_Brief 1_
Repeat the passage of the dream blog post between "Such Dreams as" and "in artist families.", inclusive.

───── Reading text

Sunday, April 22, 2012

Such Dreams as These

I have always tried to remember my dreams. Sometimes I'm good at it, other times not. Sometimes I only remember when I realize that a particular dream is familiar and that I've been in that dream or dream-territory before.
Sometimes, however, I simply wonder what on earth is going on in my head. The other night, for example, I began by dreaming that I had succeeded in flying to Sydney for what was evidently to be a vacation. Fine, I've always wanted to go to Australia and New Zealand. But rather than do anything particularly interesting, the said dream took me first to some kind of mall where I attempted to find food (!) and then next thing I knew I was asking a class of students how many of them knew that historically, artists usually originated in artist families.
If I get to Sydney before reaching my dotage, these are not activities that are truly high on my list of must-dos.

──────────

_Brief 2_
Transcribe the rows between the line holding "like [123, 435]." and the final row, inclusive, leaving out the pictures.

───── Supplied material

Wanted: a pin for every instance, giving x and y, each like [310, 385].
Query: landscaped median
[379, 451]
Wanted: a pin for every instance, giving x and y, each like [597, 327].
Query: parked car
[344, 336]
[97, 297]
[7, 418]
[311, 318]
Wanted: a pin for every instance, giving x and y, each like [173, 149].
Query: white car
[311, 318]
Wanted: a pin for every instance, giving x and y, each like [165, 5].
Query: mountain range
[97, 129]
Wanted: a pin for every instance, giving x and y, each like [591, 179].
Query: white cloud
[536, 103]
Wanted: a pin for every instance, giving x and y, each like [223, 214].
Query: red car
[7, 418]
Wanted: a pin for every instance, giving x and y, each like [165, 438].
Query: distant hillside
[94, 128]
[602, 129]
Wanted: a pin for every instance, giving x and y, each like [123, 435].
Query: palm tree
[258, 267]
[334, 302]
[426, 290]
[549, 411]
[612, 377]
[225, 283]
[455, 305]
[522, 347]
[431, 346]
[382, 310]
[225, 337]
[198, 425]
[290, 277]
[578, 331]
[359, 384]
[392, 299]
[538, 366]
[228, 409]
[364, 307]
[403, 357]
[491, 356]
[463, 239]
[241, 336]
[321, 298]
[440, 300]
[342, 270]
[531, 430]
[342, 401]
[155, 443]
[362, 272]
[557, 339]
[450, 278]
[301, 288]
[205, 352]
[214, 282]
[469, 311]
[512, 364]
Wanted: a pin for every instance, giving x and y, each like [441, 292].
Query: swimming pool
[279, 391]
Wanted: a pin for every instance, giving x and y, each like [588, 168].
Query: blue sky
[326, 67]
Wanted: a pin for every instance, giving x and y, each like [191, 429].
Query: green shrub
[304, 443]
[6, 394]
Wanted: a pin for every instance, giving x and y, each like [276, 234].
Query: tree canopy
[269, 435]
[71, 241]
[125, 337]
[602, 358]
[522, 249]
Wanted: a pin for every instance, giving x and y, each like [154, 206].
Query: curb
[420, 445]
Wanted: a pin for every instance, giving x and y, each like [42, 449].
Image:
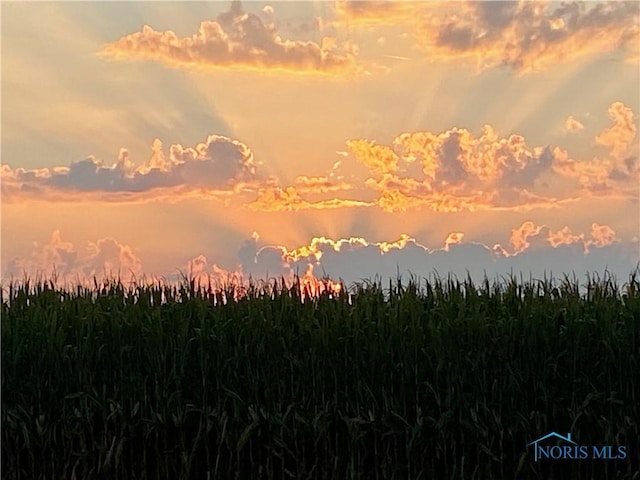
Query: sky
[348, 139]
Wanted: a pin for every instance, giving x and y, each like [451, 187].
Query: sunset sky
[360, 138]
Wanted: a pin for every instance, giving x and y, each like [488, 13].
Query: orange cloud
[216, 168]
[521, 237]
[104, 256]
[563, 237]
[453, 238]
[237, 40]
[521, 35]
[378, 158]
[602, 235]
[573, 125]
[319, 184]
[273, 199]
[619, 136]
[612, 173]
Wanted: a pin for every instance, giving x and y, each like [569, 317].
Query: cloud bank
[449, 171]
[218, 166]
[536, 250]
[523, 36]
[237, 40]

──────────

_Exercise solution 1_
Such Dreams as These

I have always tried to remember my dreams. Sometimes I'm good at it, other times not. Sometimes I only remember when I realize that a particular dream is familiar and that I've been in that dream or dream-territory before.
Sometimes, however, I simply wonder what on earth is going on in my head. The other night, for example, I began by dreaming that I had succeeded in flying to Sydney for what was evidently to be a vacation. Fine, I've always wanted to go to Australia and New Zealand. But rather than do anything particularly interesting, the said dream took me first to some kind of mall where I attempted to find food (!) and then next thing I knew I was asking a class of students how many of them knew that historically, artists usually originated in artist families.

_Exercise solution 2_
Wanted: a pin for every instance, giving x and y, each like [123, 435].
Query: palm tree
[258, 267]
[334, 302]
[426, 290]
[549, 411]
[612, 377]
[225, 283]
[455, 305]
[522, 347]
[431, 346]
[382, 310]
[225, 337]
[198, 425]
[290, 277]
[578, 331]
[359, 384]
[392, 299]
[538, 366]
[228, 409]
[364, 307]
[403, 357]
[491, 356]
[463, 239]
[241, 336]
[321, 298]
[440, 300]
[342, 270]
[531, 430]
[342, 401]
[155, 443]
[362, 272]
[557, 339]
[450, 278]
[301, 288]
[205, 352]
[214, 282]
[469, 311]
[512, 364]
Wanted: a pin for every instance, giving x and y, each like [441, 292].
Query: swimming pool
[279, 391]
Wanted: a pin for every instance, giving x and y, each like [588, 168].
Query: blue sky
[326, 67]
Wanted: a pin for every instance, giving x and y, each like [191, 429].
Query: green shrub
[304, 443]
[6, 394]
Wanted: a pin for every instance, giving x and y, each like [276, 234].
Query: tree canopy
[269, 435]
[71, 241]
[125, 337]
[602, 358]
[522, 249]
Wanted: a pin for every instance, giving x and y, each like [154, 206].
Query: curb
[420, 445]
Wanted: a pin for every instance, giving x and y, each like [42, 449].
Image:
Query: sky
[348, 139]
Wanted: a pin for every instance, giving x and y, each like [451, 187].
Query: sunset sky
[360, 138]
Wanted: a pin for every instance, giving x and y, each like [488, 13].
Query: orange cloud
[216, 168]
[521, 237]
[104, 256]
[563, 237]
[453, 238]
[237, 40]
[521, 35]
[378, 158]
[602, 235]
[573, 125]
[319, 184]
[273, 199]
[619, 136]
[612, 173]
Wanted: a pin for every instance, giving x and y, each like [569, 317].
Query: cloud bank
[449, 171]
[218, 166]
[536, 250]
[523, 36]
[237, 40]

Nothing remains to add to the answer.